### WHAT YOU WILL DO
Copy everything in the data below exactly except the pictures.

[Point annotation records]
>> start
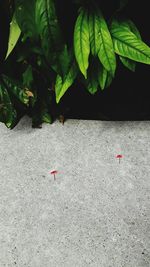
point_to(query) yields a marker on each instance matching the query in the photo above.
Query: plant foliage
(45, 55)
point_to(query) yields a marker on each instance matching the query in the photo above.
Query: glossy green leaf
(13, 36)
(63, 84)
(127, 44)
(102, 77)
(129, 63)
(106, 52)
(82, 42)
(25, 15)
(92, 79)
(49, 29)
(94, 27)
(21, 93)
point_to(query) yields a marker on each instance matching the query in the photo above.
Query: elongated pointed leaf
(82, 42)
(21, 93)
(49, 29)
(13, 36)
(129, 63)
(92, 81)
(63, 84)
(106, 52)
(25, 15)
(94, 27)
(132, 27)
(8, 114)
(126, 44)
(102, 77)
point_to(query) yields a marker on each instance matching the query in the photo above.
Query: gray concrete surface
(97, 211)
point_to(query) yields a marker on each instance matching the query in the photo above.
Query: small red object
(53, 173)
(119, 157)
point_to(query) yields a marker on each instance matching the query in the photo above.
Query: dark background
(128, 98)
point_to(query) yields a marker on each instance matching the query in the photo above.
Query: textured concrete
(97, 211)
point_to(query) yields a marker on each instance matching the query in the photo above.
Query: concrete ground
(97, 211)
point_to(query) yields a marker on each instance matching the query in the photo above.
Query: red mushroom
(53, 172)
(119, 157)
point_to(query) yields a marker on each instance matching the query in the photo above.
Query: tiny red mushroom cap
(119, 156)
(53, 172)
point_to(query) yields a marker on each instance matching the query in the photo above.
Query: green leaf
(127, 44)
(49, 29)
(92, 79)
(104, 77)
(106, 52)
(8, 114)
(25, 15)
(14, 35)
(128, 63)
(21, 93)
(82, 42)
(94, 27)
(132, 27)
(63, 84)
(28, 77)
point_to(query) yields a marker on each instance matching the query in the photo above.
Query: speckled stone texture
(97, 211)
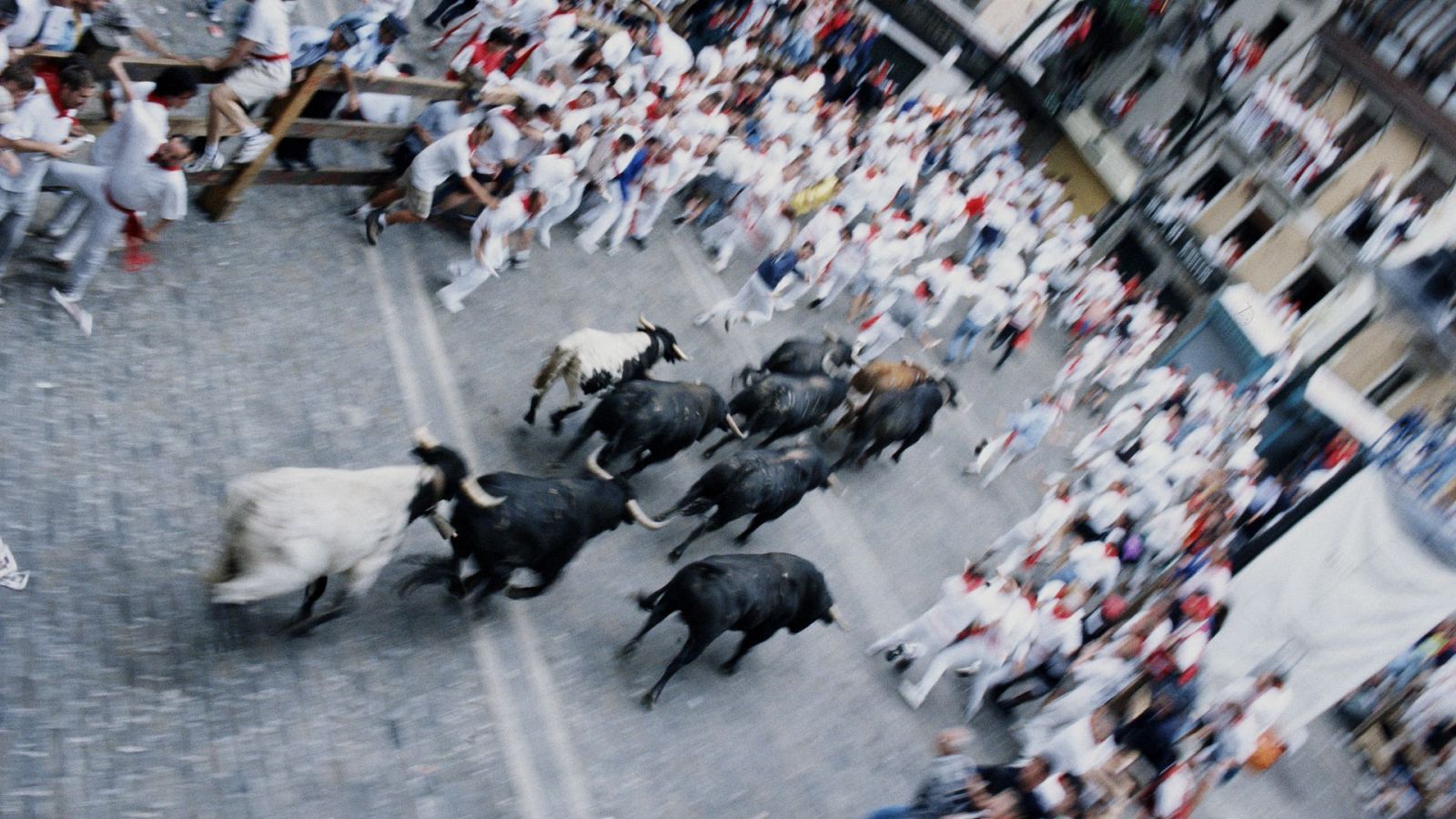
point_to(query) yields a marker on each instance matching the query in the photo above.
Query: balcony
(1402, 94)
>> end
### ANSWER TO THE PROBLEM
point_to(query) yields a marker on each instance matching the query in the photo above.
Query: plant foliage
(45, 55)
point_to(query) yields a marker on each instance matching the query in the photo above.
Query: glossy green leaf
(13, 36)
(63, 84)
(127, 44)
(102, 77)
(129, 63)
(106, 52)
(82, 42)
(25, 15)
(92, 79)
(49, 29)
(94, 27)
(21, 93)
point_to(query) yields a marker on each instance matching the query in the photo above.
Query: elongated pointed leaf
(82, 42)
(21, 93)
(49, 29)
(13, 36)
(129, 63)
(92, 81)
(63, 84)
(106, 52)
(25, 15)
(94, 27)
(132, 27)
(8, 114)
(126, 44)
(102, 77)
point_to(query) yields a marker on each instance matching the query in the photo above.
Query: gray concrete surface
(97, 211)
point_to(query) yields a marker on each instance matching the query in the photo above.
Query: small red object
(53, 173)
(119, 157)
point_to(query) yields a marker on each instance matching the query in the photo above.
Query: dark background
(128, 98)
point_to(query) yields a marker on each instance matching the query in the photo above.
Query: textured concrete
(97, 211)
point_to(query) yields a marker on each instance matching the query in the photo above.
Query: concrete ground
(97, 211)
point_to(query) yields a marker on each instance matching the query in the photo above.
Query: red mushroom
(53, 172)
(119, 157)
point_to(query) yields a marker on each instance matching the query in the photo above.
Query: tiny red mushroom cap
(119, 156)
(53, 172)
point_to(query) yields a marker on each instance matching the query in the photo above.
Query: green leaf
(127, 44)
(49, 29)
(92, 79)
(104, 77)
(106, 52)
(8, 114)
(25, 15)
(14, 35)
(128, 63)
(21, 93)
(82, 42)
(94, 27)
(132, 27)
(63, 84)
(28, 77)
point_to(query) yields a marker on each instance matching the query in the photo above.
Query: speckled stone texture
(97, 211)
point_to(query) yields a marker on each instance matching the query in the photo above.
Query: balcony
(1402, 94)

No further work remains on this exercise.